説明

昇華精製装置

【課題】不純物の混入を可及的に防止でき、高純度の精製物を筒状体を切断する必要なく容易に且つコスト安に収率良く得ることが可能な極めて実用性に秀れた昇華精製装置の提供。
【解決手段】加熱部1が周囲に配設された外筒体2内に加熱気化せしめた有機材料を流通させることで所望の化合物を精製する昇華精製装置であって、前記外筒体2内に複数の内筒体3を軸方向に連設状態に設けて、この内筒体3内を前記有機材料が流通する材料流通部4に設定し、この材料流通部4に、この材料流通部4を開口部6を残して閉塞することで前記有機材料の流通を調整する整流板5を前記軸方向に複数設けて、前記内筒体3と前記整流板5とで前記有機材料の流通路を形成する。

【発明の詳細な説明】
【技術分野】
【0001】
本発明は、昇華精製装置に関するものである。
=-=-=
*指示*
昇華精製装置に関する文書の続きを、最後の文のあとから書き進めなさい。 このあとの行は参照しなくてかまいません。

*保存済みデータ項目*
=-=-=
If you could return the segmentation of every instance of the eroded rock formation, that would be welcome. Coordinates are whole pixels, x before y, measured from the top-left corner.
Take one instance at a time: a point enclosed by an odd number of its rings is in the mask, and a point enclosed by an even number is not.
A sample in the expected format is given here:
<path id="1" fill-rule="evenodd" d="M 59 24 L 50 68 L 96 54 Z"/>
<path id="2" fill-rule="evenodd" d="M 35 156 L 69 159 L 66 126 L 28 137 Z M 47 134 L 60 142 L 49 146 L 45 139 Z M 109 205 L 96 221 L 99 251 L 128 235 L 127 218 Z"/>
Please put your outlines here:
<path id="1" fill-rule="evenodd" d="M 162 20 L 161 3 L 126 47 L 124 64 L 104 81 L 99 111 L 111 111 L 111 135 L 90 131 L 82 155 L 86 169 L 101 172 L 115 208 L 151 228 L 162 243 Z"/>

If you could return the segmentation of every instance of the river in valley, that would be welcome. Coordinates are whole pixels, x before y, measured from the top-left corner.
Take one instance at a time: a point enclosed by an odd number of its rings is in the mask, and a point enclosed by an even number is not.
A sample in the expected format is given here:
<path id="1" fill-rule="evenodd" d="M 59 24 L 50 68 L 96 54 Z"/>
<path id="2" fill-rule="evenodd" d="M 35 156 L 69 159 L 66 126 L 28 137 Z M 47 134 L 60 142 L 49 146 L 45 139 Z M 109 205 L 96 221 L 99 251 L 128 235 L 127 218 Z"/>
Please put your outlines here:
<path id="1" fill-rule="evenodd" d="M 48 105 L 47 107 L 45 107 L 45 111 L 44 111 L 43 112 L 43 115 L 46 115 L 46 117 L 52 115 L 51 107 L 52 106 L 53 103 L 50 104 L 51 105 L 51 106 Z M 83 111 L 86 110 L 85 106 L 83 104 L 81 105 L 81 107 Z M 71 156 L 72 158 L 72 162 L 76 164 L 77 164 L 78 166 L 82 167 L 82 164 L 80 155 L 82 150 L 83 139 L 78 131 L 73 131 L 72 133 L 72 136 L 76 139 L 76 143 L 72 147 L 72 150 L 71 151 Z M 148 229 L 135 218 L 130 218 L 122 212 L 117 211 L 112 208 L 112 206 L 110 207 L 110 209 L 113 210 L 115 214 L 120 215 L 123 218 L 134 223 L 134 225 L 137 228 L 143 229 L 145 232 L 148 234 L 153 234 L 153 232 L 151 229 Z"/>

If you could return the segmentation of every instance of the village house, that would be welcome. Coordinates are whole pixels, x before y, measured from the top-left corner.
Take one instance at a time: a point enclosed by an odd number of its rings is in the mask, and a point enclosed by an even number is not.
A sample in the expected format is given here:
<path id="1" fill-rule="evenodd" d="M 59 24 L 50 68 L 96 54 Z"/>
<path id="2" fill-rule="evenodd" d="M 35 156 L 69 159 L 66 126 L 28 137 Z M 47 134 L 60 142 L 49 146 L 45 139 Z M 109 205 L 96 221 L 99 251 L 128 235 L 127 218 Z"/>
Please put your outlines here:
=-=-=
*記述解答*
【背景技術】
【0002】
常温で固体状態の材料を加熱気化せしめて予め所定の昇華温度に設定した材料回収部にて昇華精製することにより高純度の精製物を得る昇華精製装置としては、例えば特許文献1に開示されるものがある。
【0003】
この特許文献1に開示される昇華精製装置は、気化した材料が流通する筒状体の内部に多段昇華プレートを設けたもので、この多段昇華プレートにより材料が昇華を繰り返すことで、高純度の精製物が得られるとされている。
【先行技術文献】
【特許文献】
【0004】
【特許文献1】特開2008−73580号公報
【発明の概要】
【発明が解決しようとする課題】
【0005】
しかしながら、特許文献1に開示される昇華精製装置は、筒状体と多段昇華プレートとの間に間隙があり、この間隙は上下(筒状体の長手方向)に一直線に繋がっているため、不純物が上下に自由に移動でき、従って、この不純物により精製物が汚染されるおそれがある。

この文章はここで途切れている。